** Start **
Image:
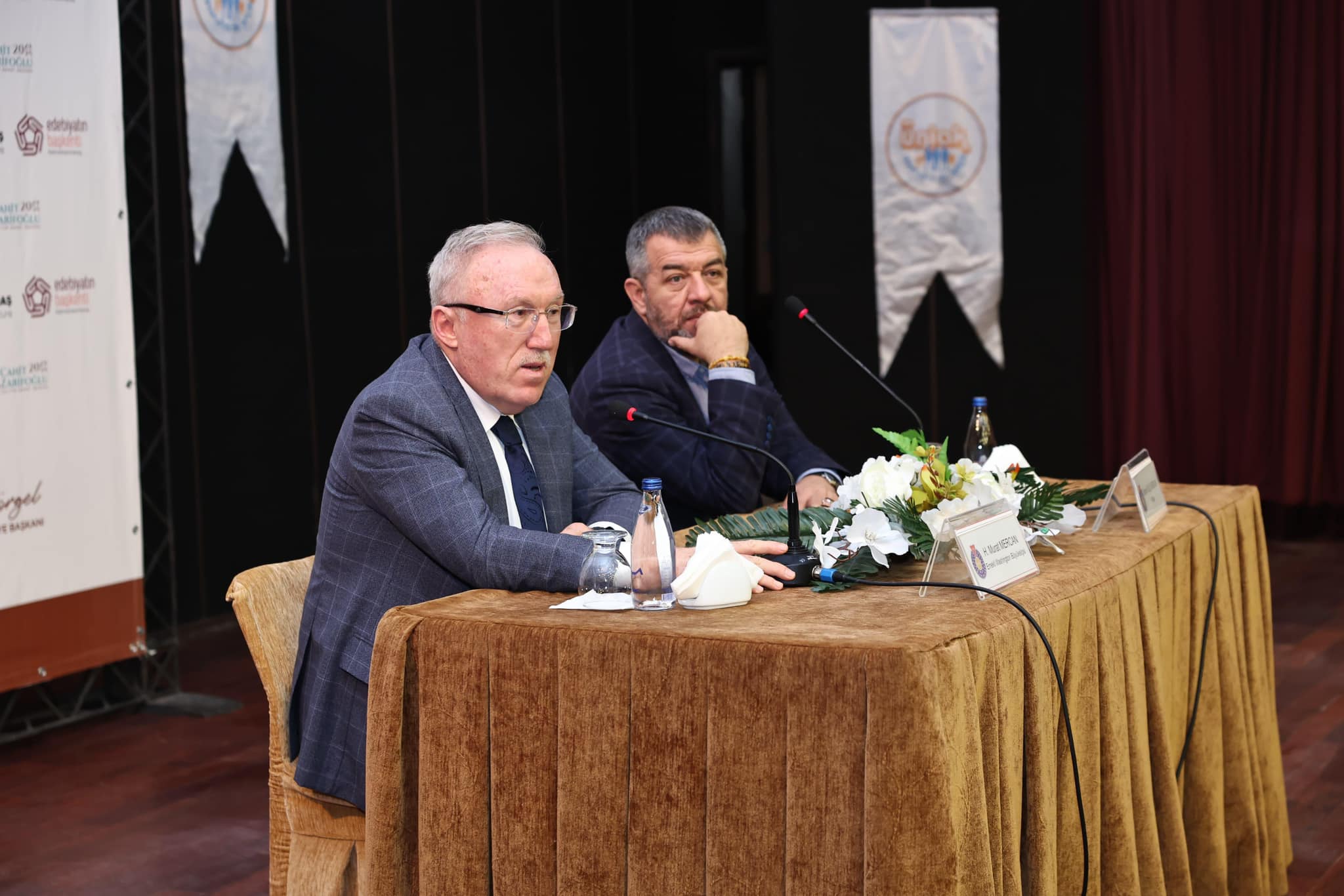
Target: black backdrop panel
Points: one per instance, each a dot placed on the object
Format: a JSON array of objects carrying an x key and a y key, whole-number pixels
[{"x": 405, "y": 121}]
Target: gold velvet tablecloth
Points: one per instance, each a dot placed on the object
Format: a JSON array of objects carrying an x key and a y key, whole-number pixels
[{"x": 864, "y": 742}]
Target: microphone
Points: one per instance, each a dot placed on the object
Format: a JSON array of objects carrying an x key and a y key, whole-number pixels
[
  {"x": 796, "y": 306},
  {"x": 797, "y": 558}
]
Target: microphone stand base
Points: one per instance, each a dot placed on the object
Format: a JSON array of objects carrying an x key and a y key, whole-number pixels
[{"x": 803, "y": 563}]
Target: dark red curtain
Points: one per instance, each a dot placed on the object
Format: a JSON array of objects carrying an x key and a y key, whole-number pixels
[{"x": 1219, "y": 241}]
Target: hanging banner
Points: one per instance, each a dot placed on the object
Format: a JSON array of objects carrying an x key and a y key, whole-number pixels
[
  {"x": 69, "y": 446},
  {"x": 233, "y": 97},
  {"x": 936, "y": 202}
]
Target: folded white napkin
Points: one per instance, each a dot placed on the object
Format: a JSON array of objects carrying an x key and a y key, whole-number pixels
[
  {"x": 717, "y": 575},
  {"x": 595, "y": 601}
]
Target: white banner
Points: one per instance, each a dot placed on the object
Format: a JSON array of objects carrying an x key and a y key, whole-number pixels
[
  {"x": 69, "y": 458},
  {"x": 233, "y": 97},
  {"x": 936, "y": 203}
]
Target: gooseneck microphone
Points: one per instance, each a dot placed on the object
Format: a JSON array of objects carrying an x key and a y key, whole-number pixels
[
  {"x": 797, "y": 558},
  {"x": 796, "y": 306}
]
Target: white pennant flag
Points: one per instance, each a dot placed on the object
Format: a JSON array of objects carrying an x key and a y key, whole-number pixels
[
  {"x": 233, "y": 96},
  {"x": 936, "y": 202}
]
** End **
Set exercise —
Starting from the line with "Target: folded white napkin" and ending with the final line of the data, quote every line exactly, both ends included.

Output for this task —
Target: folded white napkin
Points: one per instance, each a dot placed on the object
Format: a JSON array of objects carrying an x key and a y key, whole-number pixels
[
  {"x": 717, "y": 575},
  {"x": 595, "y": 601}
]
Target: white banner
Points: one per instance, each a dot placed on the object
Format: a JSON array of objects carrying an x key and a y key, whole-number pixels
[
  {"x": 69, "y": 458},
  {"x": 233, "y": 97},
  {"x": 936, "y": 203}
]
Target: gooseneck microphone
Points: one per instance, each a dot placed on the object
Format: a JSON array of objects carrying an x key and a y key, whole-number pixels
[
  {"x": 797, "y": 558},
  {"x": 796, "y": 306}
]
Target: white pennant flag
Points: one per instance, each a dot placed on the object
Format: a JSON array of objects carrying an x key and a y key, whole-number pixels
[
  {"x": 233, "y": 96},
  {"x": 936, "y": 202}
]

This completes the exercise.